If a line in the listing contains "image", copy it out whole.

══ The data

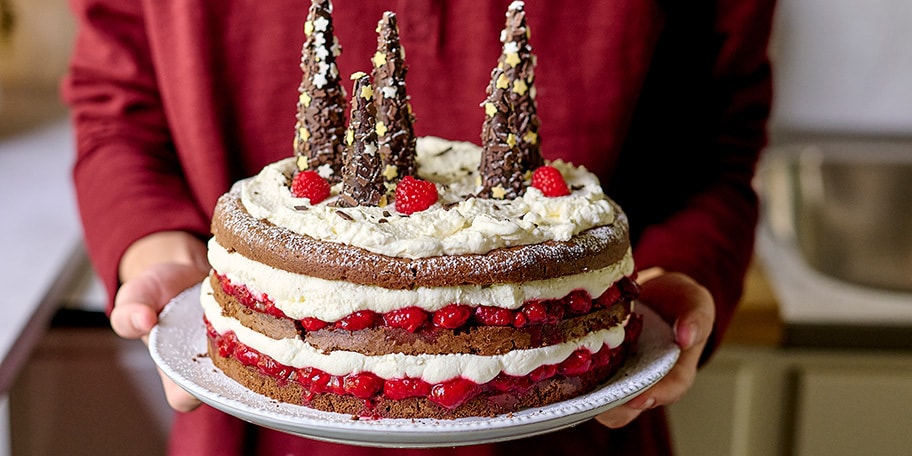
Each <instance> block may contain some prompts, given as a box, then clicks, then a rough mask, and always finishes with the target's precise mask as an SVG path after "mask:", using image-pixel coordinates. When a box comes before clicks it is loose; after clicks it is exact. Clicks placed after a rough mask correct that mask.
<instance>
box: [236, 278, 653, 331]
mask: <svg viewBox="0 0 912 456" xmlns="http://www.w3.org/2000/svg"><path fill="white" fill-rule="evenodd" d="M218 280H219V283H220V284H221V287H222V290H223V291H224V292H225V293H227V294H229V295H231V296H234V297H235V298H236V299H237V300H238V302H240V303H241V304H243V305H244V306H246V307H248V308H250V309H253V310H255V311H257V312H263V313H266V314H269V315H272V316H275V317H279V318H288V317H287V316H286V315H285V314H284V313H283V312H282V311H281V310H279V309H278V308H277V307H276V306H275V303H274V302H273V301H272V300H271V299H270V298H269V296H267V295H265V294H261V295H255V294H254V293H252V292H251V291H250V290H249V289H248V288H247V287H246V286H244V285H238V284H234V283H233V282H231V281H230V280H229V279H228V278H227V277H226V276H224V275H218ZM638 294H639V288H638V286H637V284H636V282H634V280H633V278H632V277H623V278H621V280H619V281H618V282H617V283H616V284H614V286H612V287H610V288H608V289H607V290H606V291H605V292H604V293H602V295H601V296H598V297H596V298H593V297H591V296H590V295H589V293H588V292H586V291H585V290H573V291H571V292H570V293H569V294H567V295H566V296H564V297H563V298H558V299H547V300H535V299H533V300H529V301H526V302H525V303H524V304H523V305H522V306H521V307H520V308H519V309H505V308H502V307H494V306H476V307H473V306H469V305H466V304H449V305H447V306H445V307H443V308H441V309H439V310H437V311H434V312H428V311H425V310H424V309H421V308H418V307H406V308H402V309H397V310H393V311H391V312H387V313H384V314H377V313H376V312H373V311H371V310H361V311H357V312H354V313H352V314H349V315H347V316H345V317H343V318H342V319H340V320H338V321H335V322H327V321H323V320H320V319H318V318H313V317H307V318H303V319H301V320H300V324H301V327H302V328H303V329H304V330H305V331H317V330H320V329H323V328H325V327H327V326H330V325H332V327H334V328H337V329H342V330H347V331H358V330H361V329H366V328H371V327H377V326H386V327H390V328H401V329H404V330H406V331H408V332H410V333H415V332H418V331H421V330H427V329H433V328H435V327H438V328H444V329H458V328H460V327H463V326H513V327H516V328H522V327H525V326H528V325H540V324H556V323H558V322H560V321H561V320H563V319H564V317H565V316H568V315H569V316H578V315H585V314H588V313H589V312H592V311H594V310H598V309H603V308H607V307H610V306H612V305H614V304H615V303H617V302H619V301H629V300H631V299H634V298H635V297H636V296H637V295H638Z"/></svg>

════
══ The data

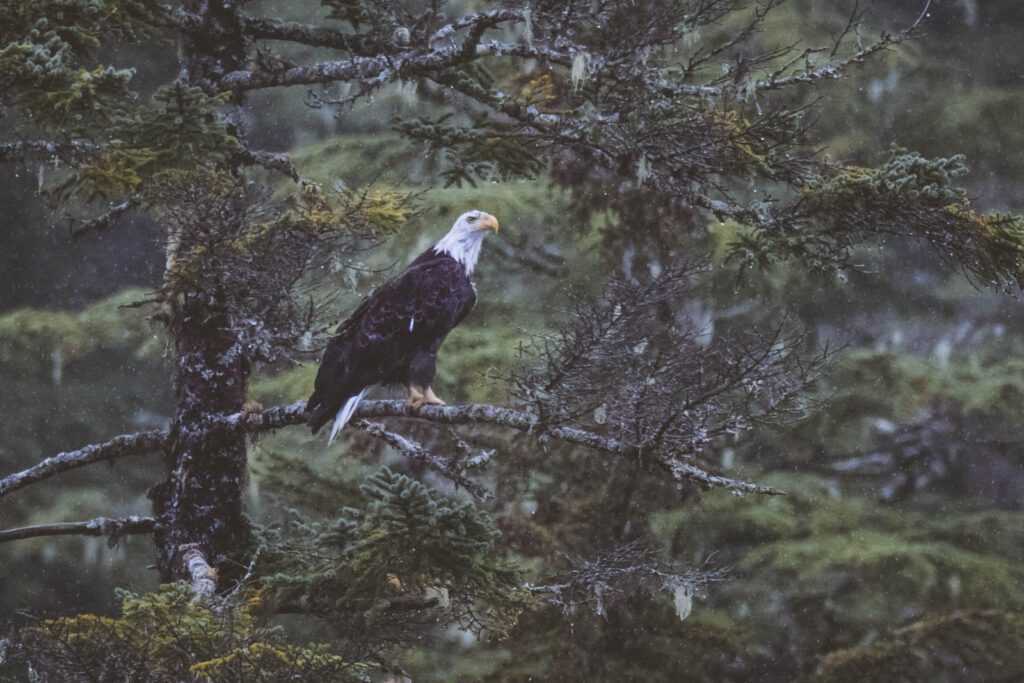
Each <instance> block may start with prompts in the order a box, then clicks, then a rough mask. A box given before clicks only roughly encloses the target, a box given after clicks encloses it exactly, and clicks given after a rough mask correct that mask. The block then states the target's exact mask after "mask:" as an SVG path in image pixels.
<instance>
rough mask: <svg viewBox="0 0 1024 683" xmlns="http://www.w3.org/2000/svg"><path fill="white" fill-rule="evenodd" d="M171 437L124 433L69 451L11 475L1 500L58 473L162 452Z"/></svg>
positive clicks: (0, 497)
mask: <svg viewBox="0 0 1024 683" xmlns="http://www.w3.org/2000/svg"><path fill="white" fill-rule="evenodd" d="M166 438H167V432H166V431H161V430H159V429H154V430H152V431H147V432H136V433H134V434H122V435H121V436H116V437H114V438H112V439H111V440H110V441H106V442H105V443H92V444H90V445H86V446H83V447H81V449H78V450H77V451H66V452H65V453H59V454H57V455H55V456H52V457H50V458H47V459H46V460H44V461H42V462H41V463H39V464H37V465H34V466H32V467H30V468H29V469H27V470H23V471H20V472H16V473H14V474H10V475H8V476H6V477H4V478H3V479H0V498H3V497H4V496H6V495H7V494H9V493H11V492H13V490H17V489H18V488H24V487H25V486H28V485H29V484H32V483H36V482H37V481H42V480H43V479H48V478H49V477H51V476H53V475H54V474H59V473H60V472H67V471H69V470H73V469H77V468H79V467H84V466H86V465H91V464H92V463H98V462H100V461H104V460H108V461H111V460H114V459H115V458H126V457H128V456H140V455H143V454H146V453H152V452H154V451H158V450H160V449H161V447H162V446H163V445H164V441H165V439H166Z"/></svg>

════
══ The data

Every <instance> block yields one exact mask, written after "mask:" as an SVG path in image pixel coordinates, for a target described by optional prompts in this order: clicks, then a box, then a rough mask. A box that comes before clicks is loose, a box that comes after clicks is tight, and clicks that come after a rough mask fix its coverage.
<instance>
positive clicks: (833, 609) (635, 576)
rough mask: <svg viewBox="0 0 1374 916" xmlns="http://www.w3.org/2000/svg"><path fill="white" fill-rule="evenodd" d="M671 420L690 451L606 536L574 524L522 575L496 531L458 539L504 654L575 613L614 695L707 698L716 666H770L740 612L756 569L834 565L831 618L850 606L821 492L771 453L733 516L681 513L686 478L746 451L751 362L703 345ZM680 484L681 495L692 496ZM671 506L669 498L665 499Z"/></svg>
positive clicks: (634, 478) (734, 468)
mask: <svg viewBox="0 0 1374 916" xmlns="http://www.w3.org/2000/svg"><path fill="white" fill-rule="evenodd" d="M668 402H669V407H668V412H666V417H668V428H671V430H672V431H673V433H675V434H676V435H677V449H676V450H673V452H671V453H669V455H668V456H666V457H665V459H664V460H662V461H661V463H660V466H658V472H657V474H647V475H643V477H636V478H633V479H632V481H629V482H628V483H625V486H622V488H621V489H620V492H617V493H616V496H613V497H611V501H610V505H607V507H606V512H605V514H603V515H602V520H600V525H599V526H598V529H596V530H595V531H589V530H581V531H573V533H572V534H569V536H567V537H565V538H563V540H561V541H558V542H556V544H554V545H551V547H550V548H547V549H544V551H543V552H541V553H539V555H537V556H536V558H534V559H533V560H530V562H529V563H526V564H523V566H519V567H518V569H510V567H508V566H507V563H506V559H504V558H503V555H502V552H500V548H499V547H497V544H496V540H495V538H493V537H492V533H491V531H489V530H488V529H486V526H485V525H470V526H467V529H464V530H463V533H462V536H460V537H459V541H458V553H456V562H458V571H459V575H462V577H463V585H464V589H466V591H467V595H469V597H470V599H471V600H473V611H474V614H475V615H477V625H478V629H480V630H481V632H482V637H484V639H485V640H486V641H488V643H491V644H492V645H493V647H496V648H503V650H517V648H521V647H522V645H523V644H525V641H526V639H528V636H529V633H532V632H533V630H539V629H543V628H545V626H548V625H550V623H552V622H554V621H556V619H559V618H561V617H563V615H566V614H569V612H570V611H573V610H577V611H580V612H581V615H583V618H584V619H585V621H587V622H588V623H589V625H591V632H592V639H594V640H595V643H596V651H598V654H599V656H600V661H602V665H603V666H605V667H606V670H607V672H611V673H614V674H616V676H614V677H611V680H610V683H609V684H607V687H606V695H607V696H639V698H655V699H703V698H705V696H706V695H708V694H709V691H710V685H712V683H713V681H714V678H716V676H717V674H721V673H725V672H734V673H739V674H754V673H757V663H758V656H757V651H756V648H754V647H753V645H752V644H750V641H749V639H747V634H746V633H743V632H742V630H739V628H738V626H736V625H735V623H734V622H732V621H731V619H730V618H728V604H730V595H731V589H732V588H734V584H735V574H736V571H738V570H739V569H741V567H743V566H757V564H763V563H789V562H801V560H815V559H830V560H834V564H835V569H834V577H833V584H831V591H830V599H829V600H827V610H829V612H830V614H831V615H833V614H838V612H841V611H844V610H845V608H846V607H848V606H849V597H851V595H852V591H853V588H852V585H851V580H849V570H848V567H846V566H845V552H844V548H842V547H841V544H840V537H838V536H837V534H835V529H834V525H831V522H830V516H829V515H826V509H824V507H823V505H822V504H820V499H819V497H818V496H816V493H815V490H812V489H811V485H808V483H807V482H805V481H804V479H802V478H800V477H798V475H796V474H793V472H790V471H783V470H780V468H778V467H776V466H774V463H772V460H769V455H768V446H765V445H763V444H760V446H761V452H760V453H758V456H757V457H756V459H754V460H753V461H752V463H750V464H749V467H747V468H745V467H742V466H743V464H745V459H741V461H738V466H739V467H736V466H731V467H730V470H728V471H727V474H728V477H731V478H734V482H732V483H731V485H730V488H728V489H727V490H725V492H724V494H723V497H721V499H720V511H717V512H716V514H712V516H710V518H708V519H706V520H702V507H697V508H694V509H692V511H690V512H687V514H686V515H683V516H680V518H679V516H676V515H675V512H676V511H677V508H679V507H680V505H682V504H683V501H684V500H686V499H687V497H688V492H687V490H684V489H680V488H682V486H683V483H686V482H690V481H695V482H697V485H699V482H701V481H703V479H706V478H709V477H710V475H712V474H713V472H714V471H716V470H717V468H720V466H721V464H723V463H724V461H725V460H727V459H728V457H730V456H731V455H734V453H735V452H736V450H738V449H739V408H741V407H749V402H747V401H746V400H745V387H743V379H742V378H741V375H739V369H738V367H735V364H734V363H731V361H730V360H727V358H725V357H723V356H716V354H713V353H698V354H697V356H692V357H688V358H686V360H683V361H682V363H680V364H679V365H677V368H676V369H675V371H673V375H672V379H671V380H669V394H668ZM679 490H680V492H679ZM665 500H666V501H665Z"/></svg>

════

Output for this task >>
Each <instance> block may contain some prompts, given as a box, then clicks, then a rough mask, and always finishes with the target's precise mask as an SVG path after "mask:", using image-pixel coordinates. When a box comes before clicks it is loose; after clicks it is exact. Clicks placed after a rough mask correct that mask.
Each <instance> block may start with prompts in the order a box, then clicks, then a rough mask. A box given before clicks only roughly encloses the target, a box given after clicks encloses it exactly, and clicks given after a rough mask correct that mask. The block then states the target's exact mask after "mask:" as an SVG path in image pixels.
Every <instance> block yields one exact mask, written after "mask:" as an SVG path in image pixel coordinates, for a target described by optional prompts in this order: clicks, then a box, then a rough mask. A box that comes before clicks is loose, a box that comes after clicks is tight, and clicks that come after a rough mask fix its coverage.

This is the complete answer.